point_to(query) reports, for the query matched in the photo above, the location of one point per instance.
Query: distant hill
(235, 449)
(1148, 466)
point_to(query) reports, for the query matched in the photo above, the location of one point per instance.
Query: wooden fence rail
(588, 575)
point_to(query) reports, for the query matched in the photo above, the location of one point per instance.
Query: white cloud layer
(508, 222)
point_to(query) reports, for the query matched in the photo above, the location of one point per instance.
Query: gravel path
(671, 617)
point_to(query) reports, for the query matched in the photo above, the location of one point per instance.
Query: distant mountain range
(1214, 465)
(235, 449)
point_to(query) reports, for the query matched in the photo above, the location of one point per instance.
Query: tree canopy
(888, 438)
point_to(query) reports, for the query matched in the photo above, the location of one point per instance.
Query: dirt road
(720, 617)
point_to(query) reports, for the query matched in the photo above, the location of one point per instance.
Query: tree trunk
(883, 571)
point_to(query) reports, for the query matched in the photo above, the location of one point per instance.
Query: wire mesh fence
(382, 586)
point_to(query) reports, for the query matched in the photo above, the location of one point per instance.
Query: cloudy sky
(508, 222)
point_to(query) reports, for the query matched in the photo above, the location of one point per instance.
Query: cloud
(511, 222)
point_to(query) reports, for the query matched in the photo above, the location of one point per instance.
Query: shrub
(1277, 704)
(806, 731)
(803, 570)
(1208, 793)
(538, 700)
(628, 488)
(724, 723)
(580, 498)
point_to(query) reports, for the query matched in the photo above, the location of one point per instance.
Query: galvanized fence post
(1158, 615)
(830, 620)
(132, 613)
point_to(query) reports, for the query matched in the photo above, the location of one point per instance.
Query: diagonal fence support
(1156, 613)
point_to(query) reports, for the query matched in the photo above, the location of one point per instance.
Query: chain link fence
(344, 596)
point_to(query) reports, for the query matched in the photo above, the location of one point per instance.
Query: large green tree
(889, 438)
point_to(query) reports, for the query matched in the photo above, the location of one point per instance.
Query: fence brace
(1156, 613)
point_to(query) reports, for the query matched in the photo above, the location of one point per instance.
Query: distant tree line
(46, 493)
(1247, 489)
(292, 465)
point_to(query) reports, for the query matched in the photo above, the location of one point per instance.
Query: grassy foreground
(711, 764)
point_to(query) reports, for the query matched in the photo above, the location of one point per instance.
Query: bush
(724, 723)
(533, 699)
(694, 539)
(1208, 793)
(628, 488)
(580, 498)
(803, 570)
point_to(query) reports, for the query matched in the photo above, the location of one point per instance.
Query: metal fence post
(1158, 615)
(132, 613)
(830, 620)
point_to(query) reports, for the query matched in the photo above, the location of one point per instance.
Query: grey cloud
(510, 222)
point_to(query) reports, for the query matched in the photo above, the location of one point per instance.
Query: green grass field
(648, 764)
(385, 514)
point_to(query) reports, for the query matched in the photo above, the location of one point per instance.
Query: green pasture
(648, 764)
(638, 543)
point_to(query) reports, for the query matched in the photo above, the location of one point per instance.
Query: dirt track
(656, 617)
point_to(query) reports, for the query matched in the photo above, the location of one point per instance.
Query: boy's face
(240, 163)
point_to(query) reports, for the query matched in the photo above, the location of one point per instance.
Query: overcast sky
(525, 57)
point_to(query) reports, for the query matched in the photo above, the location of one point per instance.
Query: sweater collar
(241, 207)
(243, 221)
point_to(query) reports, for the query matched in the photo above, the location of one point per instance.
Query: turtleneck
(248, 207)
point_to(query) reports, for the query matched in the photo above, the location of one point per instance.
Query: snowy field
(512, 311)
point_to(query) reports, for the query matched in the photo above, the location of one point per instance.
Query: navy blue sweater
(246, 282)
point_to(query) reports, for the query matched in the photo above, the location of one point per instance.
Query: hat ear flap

------------------------------

(Task description): None of the records may be omitted or altered when they are given again.

(Exercise output):
point_to(query) reports, for the query matched in the photo above, the location of one point per instance.
Query: distant hill
(235, 449)
(1148, 466)
point_to(query) reports, for the query matched in the photo above, the location of one point per instance.
Query: wooden fence rail
(588, 575)
point_to(query) reports, for the query matched in the photo above, the location of one point per instance.
Query: white cloud layer
(508, 222)
point_to(query) reports, for the query matched in the photo above, the location of one point per instance.
Query: gravel path
(671, 617)
point_to(query) reports, for the query matched in the photo above, the location of one point per instance.
Query: distant mountain range
(1214, 465)
(235, 449)
point_to(query) reports, for the query matched in the photo above, the location of one point per instance.
Query: tree canopy
(888, 438)
point_to(query) reports, for the query matched in the photo above, the location of one point per instance.
Query: dirt road
(720, 617)
point_to(query) reports, for the query matched in the photo above, the location of one point per instance.
Query: tree trunk
(883, 571)
point_to(query) reports, for the query matched in the photo above, the location of one point per instance.
Query: wire mesh fence
(382, 586)
point_to(query) reports, for the query matched in the photo above, the location of one point per instance.
Query: cloudy sky
(508, 222)
point_to(query) reports, for the query matched in the photo above, the location of one point per instance.
Query: cloud
(511, 222)
point_to(query) reports, for the query matched in the photo above, the location of one point per instance.
Query: shrub
(1277, 704)
(806, 731)
(803, 570)
(1208, 793)
(538, 700)
(628, 488)
(724, 723)
(580, 498)
point_to(query) reports, for the query matched in the photo above, the location of one point per instance.
Query: galvanized fence post
(1158, 615)
(830, 620)
(132, 613)
point_to(query) reports, for the query matched in the photo above, the location of one point per instance.
Query: diagonal fence support
(1156, 613)
point_to(query) reports, for the query matched in the photo above, the location of one point per instance.
Query: chain link fence
(344, 596)
point_to(query) reports, for the query matched in the photo above, the location of one point per instance.
Query: large green tree
(889, 438)
point_to(query) reports, for the query matched in the photo above, the location of one point per instance.
Query: fence brace
(1156, 613)
point_to(query) reports, for the query matched in the photo above, the location of one point per instance.
Query: distant tree line
(46, 493)
(1247, 489)
(292, 465)
point_to(query) reports, for the query matched in the photo above, the location of one point per instance.
Query: grassy foreground
(711, 764)
point_to(query) reports, for the query matched in the photo above, the location of one point per instance.
Query: bush
(724, 723)
(533, 699)
(694, 539)
(1208, 793)
(628, 488)
(580, 498)
(803, 570)
point_to(query) reports, for the query matched in the photo above, the location of one point per instance.
Query: metal fence post
(1158, 615)
(132, 613)
(830, 620)
point_to(query) reports, for the query matched in the photo above, the location of one point per instance.
Query: grey cloud
(510, 222)
point_to(query) reports, for the query matched in the photo above, the location of one point per instance.
Query: green grass field
(648, 764)
(385, 514)
point_to(query) reports, for the query matched in the photo above, the location of one point per instance.
Query: green pasture
(648, 764)
(638, 543)
point_to(query) reports, for the query matched in the photo above, the location of one point per instance.
Query: dirt track
(656, 617)
point_to(query) reports, for the query matched in the photo above, the location of one point per instance.
Query: boy's face
(240, 163)
point_to(query) reports, for the query matched in the photo above, the location of one point per instance.
Query: overcast sky
(525, 57)
point_to(query) reports, for the query matched in the photo above, the location of one point per instance.
Query: sweater collar
(241, 207)
(243, 221)
point_to(query) reports, for the query matched in the photo above, the location of one point per instance.
Query: turtleneck
(248, 207)
point_to(query) reports, for the query matched in the photo above, the location of one point per instance.
Query: snowy field
(512, 311)
point_to(query) reports, for the query matched in the photo above, the location of one point per instance.
Query: navy blue sweater
(246, 282)
point_to(query) reports, for the query matched in the photo above, the location of one point per instance.
Query: hat ear flap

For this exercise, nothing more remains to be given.